== Dataset records ==

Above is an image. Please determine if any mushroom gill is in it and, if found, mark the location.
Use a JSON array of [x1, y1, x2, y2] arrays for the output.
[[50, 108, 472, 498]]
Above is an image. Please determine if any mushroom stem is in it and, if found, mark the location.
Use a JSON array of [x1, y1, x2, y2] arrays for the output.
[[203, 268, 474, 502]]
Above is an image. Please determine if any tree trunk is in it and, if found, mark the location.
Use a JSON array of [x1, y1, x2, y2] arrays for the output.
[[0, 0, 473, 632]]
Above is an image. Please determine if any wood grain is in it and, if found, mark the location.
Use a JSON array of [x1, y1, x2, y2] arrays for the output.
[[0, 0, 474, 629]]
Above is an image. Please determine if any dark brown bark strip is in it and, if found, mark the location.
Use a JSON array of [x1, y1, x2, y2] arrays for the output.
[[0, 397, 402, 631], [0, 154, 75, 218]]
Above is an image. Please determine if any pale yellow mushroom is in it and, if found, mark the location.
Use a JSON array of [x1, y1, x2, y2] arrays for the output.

===

Prompt: Copy all of the records above word for word, keeping every line in its original order.

Written response:
Above is an image. Please determine if any mushroom gill is in it and, if found, mark the location.
Use a JSON array of [x1, y1, x2, y2] arrays for the output.
[[50, 108, 472, 498]]
Above is an image. Please determine if any mushroom stem is in it and, if found, mark the location.
Use a JSON array of [x1, y1, x2, y2] arrays for the output.
[[203, 268, 474, 502]]
Above is an image. Please determine if any tree trunk is in it and, if found, mark the location.
Use a JSON array of [x1, y1, x2, y2] arrays for the output.
[[0, 0, 473, 632]]
Above is an image. Please determine if any wood grain is in it and, if found, mark the location.
Use a JSON array of [x1, y1, x2, y2] arrays for the output.
[[0, 0, 474, 629]]
Above is an image. Please determine if any dark brown bark strip is in it and, if found, mark the location.
Use a JSON array of [x1, y1, x2, y2] arrays for the output.
[[0, 397, 402, 631], [0, 154, 75, 218]]
Above is an image. Please determine if any pale yellow mushroom is in it and, if found, mark the location.
Use a JSON array of [x1, y1, x2, y2] arrays for the output.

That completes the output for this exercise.